### Document excerpt
* Begin *
Auto-Generate UML Actors & Use Cases Models from — Business Requirements, Vision & Scope, Business Case, Project Charters and more — using Python & Natural Language Processing: Part 1

5 min readDec 30, 2022

All projects generate requirements of some kind (cliché). It does not matter whether requirements are explicit or implicit, stated or not. All projects always generate documents that contain detailed or brief requirements. Some being:

1. Vision & Scope

2. Project Charter

3. Business Case

4. User Requirements

5. Business Requirements

6. Product Requirements

7. Software Requirements Specification

You could argue that not all above document types are treated equal. They are not.

You create some of these documents even before you start a project. For example, a Project Charter or a Business Case while you write Business Requirements typically after your project is approved.

No matter which document you produce, the contemporary development methodologies now require these documents to be written as use case models or user stories. The latter is becoming more popular these days and chances are you are using them in your project. Yet, clients are used to seeing and reviewing the ‘traditional’ requirements documents upfront especially the business users. Whereas the projects rest more on the use case narratives or the user stories.

In a two-part paper, I give you a Python implementation that takes any document (text format) as input and extracts:

Actors
Use cases

When you make a UML use case model, not all Actors are obvious immediately, identified or known to you at the start. You and your Business Analysts work hard to dig them out. You work closely with the modellers and stakeholders to list these Actors.

Why Actors are important?

1. The human Actors do the UAT for you! So, missing these Actors is never a good idea. Many of these are your direct stakeholders and approvers.

2. Non-human Actors are even more important. These range everything from hardware interfaces to components to nodes and more! They become part of manual and automation test cases and, also sit in the non-functional requirement space.

Why Generate UML Models?

For requirement documents confined to 30 odd pages, the process of reading, and marking Actors may not be much of a problem. It is when you do a large project, where average length surpasses 50 pages in a requirement document, or if you have hundreds of components each of which are written in and as many pages, that it truly becomes daunting and challenging.

Hence, identifying and documenting the Actors is crucial. This is what I will focus in part 1. In the second and final part, I will elucidate use case extraction and bring it all together.

A little note:

Most project documents are often saved in .docx or HTML formats. Please take time to save these in text format before you use the code as I have excluded this little piece, given the format variations.
* End *
### Recorded data
* Begin *
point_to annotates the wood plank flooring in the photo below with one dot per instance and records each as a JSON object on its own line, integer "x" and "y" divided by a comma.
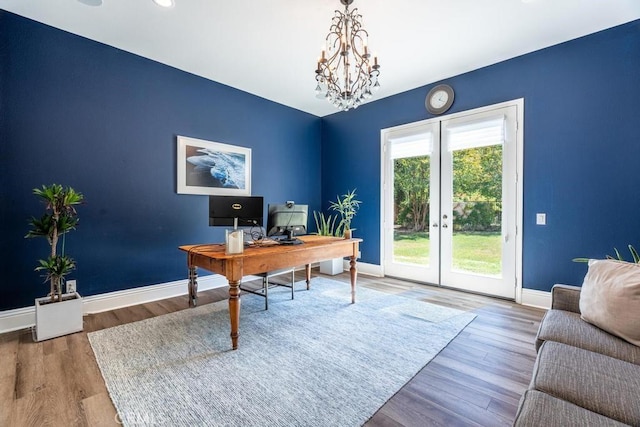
* End *
### Tasks for this exercise
1. In the article on generating UML models, what format should project documents be saved in before the code is used?
2. Carry on the article on generating UML models from the point where it stops.
The data has nothing to do with the article on generating UML models.

### Replies
1. Text format.

2.
Applies To

Any document but especially the ones mentioned at the start.

Input

Requirements document in text format

Output

Actors from the requirements document

Benefits

Dramatic productivity improvements
Faster use case modelling
Comprehensive list of Actors beyond what the mind

When to Use

Whenever you do not have time (which is mostly true for most of us!)
Large projects with large documents (and unbelievable timelines)

Code

import re
#
import tkinter as tk
from tkinter import *
from tkinter import ttk
import pandas as pd
#
from nltk import pos_tag
from nltk import word_tokenize
from nltk.stem import WordNetLemmatizer
# Instantiate tk inter for cleaner display
win = Tk()
# Random screen size,enough to show controls
win.geometry("410x270")
frm = ttk.Frame(win)
frm.grid()
the_label = Label(frm, text="Here are potential Actors in your document for your Use Case Model. \n"
                            "Another vantage point: These are Entities or concepts in your domain space.\n")
the_label.pack()
ctr = 1
listbox = Listbox(frm, width=50)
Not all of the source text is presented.